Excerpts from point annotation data
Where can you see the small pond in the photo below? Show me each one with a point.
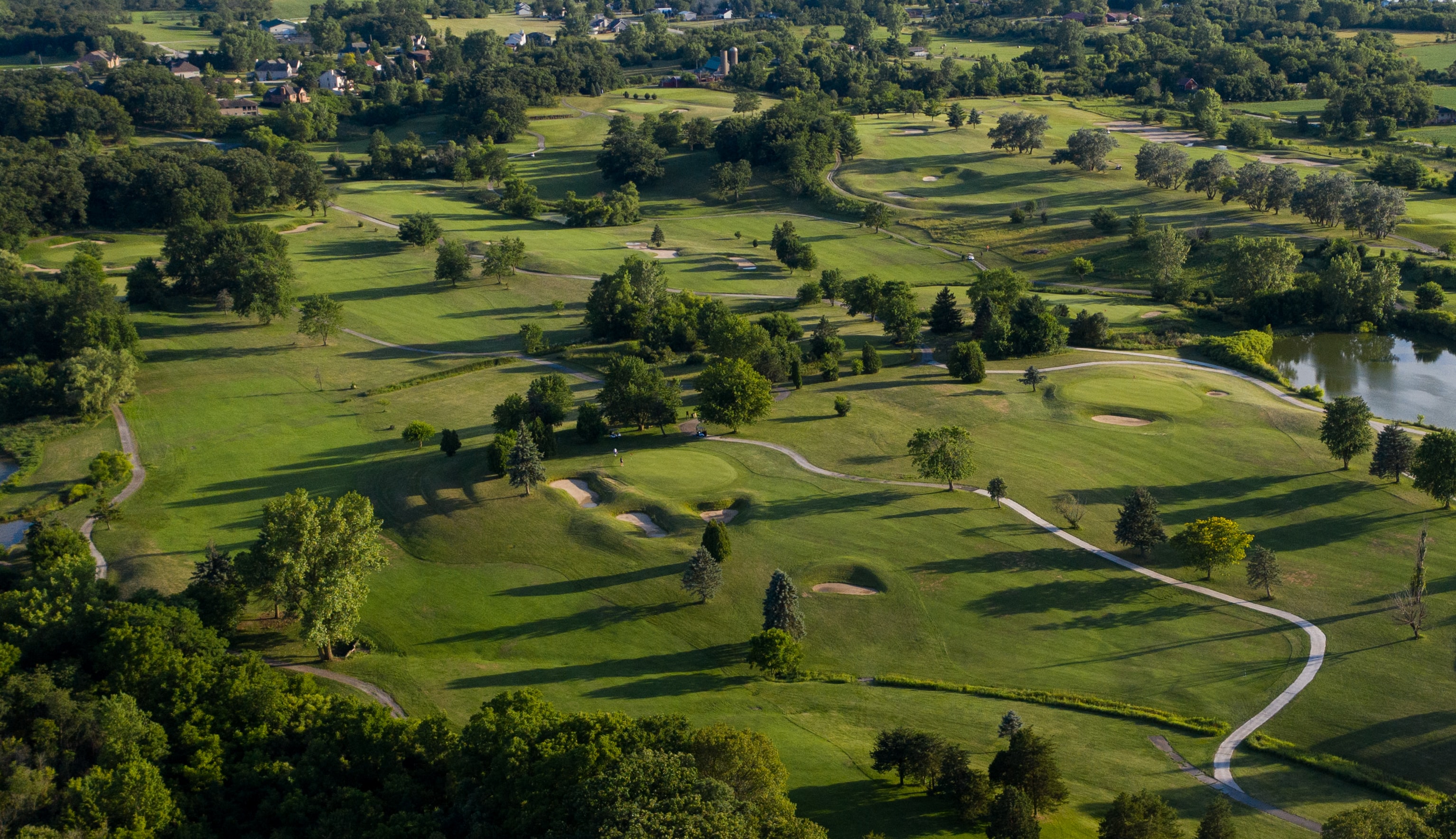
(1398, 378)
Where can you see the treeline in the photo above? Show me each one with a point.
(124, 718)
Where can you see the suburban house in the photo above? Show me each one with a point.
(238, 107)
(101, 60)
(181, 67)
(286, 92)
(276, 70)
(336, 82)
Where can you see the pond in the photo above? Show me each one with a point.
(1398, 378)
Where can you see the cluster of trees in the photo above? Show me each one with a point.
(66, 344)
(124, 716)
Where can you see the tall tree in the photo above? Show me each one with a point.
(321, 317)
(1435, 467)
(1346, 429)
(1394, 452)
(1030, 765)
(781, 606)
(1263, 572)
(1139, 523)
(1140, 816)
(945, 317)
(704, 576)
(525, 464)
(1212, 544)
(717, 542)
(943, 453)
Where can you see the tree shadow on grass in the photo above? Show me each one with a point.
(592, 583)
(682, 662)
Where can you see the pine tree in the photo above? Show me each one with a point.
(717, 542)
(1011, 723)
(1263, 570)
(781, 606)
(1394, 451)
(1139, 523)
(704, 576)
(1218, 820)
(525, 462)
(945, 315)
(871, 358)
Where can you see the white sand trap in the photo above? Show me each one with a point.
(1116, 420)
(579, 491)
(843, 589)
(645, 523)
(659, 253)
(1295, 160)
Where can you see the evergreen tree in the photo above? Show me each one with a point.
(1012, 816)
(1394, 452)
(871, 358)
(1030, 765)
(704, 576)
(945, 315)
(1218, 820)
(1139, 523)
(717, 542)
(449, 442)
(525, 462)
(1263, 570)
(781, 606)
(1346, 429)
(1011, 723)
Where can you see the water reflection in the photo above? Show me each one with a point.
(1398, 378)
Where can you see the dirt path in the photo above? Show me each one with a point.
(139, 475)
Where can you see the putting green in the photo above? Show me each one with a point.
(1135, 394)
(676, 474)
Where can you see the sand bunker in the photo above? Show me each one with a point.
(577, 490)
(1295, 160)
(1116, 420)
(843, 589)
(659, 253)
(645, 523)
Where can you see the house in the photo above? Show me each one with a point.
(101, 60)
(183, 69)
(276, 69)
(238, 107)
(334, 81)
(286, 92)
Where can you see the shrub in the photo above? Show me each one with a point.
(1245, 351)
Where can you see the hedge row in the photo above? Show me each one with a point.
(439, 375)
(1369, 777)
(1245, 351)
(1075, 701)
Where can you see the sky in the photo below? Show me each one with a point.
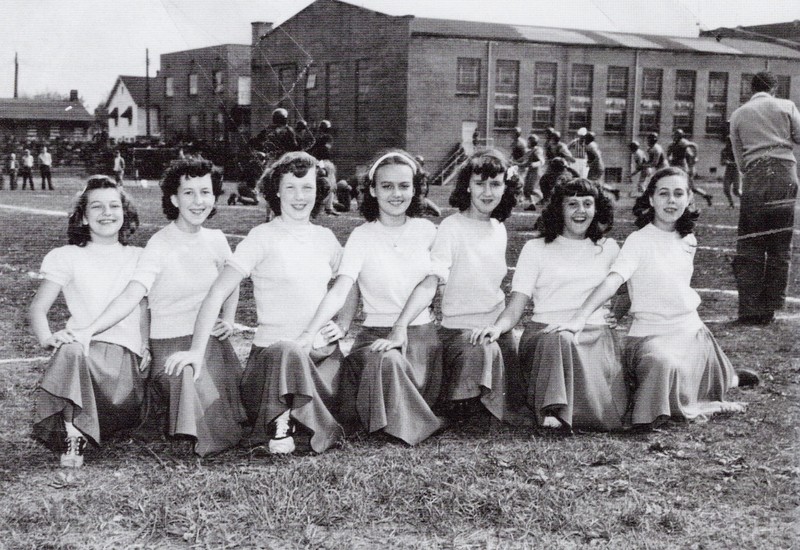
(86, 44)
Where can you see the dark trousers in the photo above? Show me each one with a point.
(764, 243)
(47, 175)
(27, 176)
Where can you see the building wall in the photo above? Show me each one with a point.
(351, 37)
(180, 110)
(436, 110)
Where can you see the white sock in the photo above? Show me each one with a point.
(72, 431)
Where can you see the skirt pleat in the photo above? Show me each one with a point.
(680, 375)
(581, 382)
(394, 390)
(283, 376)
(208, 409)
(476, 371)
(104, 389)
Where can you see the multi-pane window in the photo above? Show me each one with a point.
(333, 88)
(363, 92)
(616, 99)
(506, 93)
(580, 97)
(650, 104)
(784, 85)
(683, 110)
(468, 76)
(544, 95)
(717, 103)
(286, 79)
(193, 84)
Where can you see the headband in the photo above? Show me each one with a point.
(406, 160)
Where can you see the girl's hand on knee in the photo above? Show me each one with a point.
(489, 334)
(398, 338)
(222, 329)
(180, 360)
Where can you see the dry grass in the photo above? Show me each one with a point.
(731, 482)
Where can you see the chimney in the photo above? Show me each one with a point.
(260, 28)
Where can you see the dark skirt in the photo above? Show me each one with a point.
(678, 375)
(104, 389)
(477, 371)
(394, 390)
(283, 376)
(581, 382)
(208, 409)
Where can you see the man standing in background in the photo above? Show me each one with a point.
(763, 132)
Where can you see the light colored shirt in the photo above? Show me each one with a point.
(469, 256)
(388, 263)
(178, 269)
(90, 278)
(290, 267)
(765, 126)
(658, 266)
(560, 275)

— Problem to work on —
The line containing "Where can you see the dry" marks the start; retype it and each line after it through the end of the records above, exactly.

— Solution for this problem —
Where can you see the dry grass in the photo above? Show me each one with a point.
(731, 482)
Where can you see the chimney in the photo above? Show me each one with a point.
(260, 28)
Where can you see the dark skirt in the photo above? Show me each one with a point.
(678, 375)
(104, 389)
(477, 371)
(394, 390)
(283, 376)
(581, 382)
(208, 409)
Where can you see the man standing in background in the photo above? Show me each one with a point.
(763, 132)
Where can you see the light colored shirt in the photo above? Show me each one with a point.
(469, 256)
(388, 263)
(178, 269)
(90, 278)
(290, 267)
(765, 126)
(658, 266)
(560, 275)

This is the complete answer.